Task directions — A faithful copy of all the data is the goal; omit the pictures.

BEGIN Data supplied

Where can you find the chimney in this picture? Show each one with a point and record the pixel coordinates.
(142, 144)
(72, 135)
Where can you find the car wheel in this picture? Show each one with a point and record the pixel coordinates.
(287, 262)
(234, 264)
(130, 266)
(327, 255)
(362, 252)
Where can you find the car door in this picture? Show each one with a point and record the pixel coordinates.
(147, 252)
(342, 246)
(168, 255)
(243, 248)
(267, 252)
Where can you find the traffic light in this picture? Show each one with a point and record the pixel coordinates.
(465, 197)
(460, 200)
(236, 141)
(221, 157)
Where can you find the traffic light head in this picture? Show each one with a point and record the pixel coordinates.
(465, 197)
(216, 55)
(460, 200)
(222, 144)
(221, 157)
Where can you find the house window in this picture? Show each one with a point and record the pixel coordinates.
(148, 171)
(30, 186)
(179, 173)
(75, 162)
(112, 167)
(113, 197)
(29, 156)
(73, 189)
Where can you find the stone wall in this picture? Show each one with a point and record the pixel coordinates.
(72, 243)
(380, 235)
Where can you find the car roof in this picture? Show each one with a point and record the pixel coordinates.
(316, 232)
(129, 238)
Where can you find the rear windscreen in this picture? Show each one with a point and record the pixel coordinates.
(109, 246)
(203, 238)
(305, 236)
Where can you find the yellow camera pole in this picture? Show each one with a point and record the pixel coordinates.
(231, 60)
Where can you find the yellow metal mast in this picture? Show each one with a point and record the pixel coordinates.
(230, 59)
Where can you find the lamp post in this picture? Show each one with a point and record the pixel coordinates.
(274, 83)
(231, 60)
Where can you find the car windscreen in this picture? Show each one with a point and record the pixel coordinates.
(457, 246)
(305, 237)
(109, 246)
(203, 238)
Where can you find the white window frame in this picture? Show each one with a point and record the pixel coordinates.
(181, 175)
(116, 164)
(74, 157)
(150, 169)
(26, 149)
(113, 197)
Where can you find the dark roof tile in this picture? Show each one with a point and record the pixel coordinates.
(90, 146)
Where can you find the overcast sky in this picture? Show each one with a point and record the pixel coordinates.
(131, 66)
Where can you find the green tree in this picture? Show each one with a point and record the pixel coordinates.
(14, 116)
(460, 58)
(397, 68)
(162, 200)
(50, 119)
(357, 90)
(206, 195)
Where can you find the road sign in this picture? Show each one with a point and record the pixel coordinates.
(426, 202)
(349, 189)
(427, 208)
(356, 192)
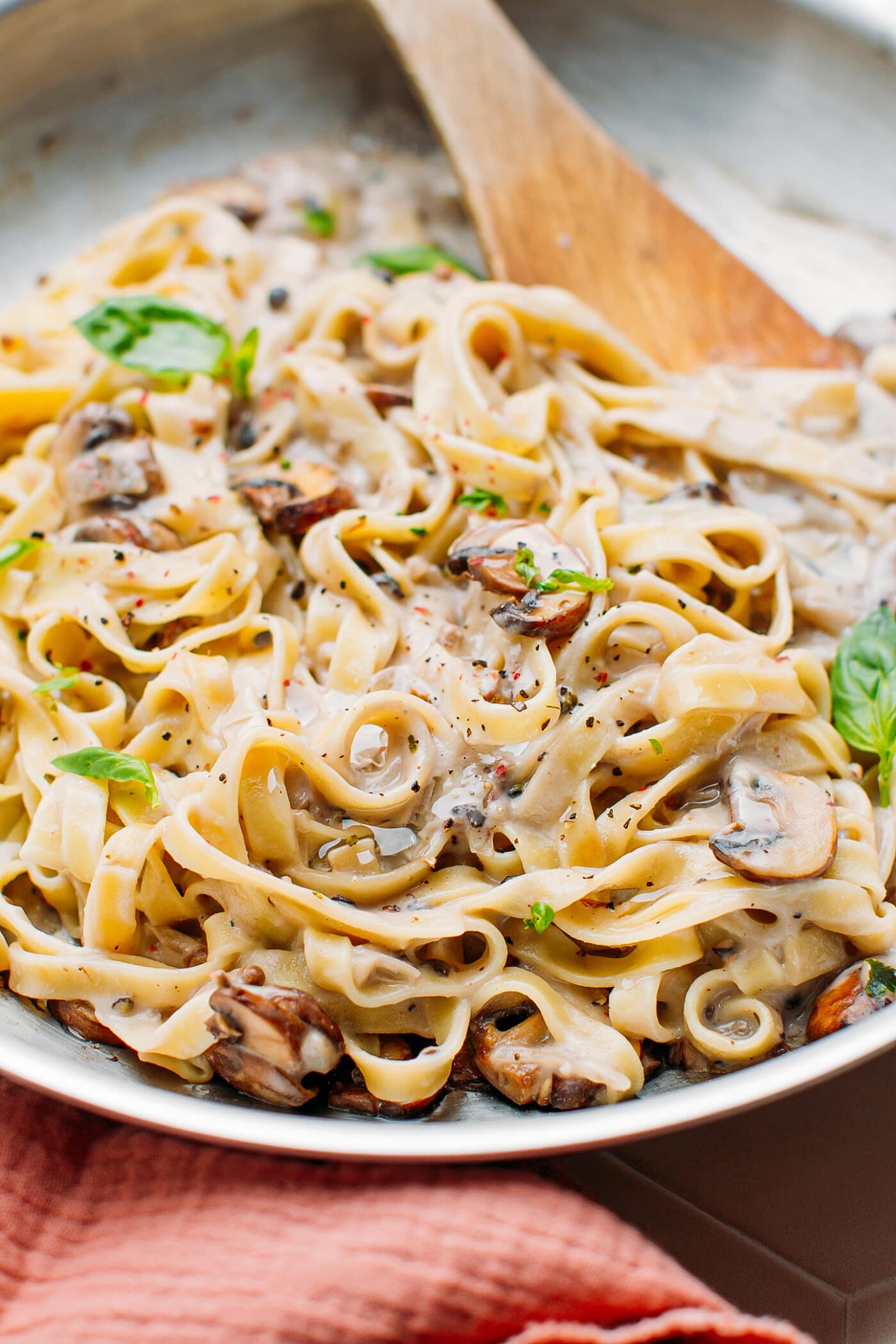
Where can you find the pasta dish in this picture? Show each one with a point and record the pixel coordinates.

END Data supplied

Answer space —
Where can you find the chimney in this picture? Show each one with a point and record the pixel coordinates.
(142, 144)
(72, 135)
Where can you find the car wheel in this picture? Show each one with a point and record the pixel coordinates.
(287, 262)
(234, 264)
(130, 266)
(327, 255)
(362, 252)
Where can you find the car door in this picture? Show each one with a point and record the pixel coordinates.
(147, 252)
(342, 246)
(168, 255)
(243, 248)
(267, 252)
Where can you find the traffic light in this picture? Show each one with a point and record the pixel coordinates.
(465, 197)
(460, 200)
(236, 141)
(221, 157)
Where can you find the traffic light head in this picture? Show each one with a point and record the pixel coordinates.
(465, 197)
(216, 55)
(460, 200)
(222, 144)
(221, 157)
Where can you find the house window in this picture? Show each one with a point and record the pixel coordinates.
(148, 171)
(30, 186)
(179, 173)
(75, 162)
(112, 167)
(113, 197)
(29, 156)
(73, 189)
Where can you find the stone wall in this picture? Show each one with a point and record the pixel coordinates.
(72, 243)
(380, 235)
Where can you find the car roof in this picture? Show each one with a point and record the pixel coordinates.
(316, 232)
(129, 238)
Where can you find the rear windscreen in this picture? Show each one with a point and record the pixel coordinates.
(109, 246)
(203, 238)
(305, 236)
Where can you find the yellow camera pole in this picture? Show each one with a point and record the pixel coordinates.
(231, 60)
Where can you find the yellow metal mast in this picture? Show each one with a point and record the pixel coordinates.
(230, 59)
Where can you find the lamp post in this picture? Show each one with a point and record the pixel coordinates.
(274, 83)
(231, 60)
Where can you find the car windscreen in this picture? Show each one with a point and record the pixel coordinates.
(457, 246)
(305, 237)
(109, 246)
(203, 238)
Where can you find the white window frame in this picture? Show each one with a point and record the pixel coordinates.
(181, 175)
(116, 164)
(74, 157)
(150, 169)
(26, 149)
(113, 197)
Where can you find the dark roof tile in this picture? Show each one with a point and record the pixel coordinates.
(90, 146)
Where can you find the overcast sky in this picture? Show each one with a point and record the pixel coordinates.
(131, 66)
Where can you find the green tree in this picture? Show each one with a point and record the pixel coordinates.
(14, 116)
(460, 58)
(397, 68)
(162, 200)
(50, 119)
(357, 90)
(206, 195)
Where can you find the road sign in this picture? Show each one with a point and record the pixel coordinates.
(426, 202)
(349, 189)
(427, 208)
(356, 192)
Where can you find the pasta dish in this picture? Show each one with a point and record the pixel coordinates.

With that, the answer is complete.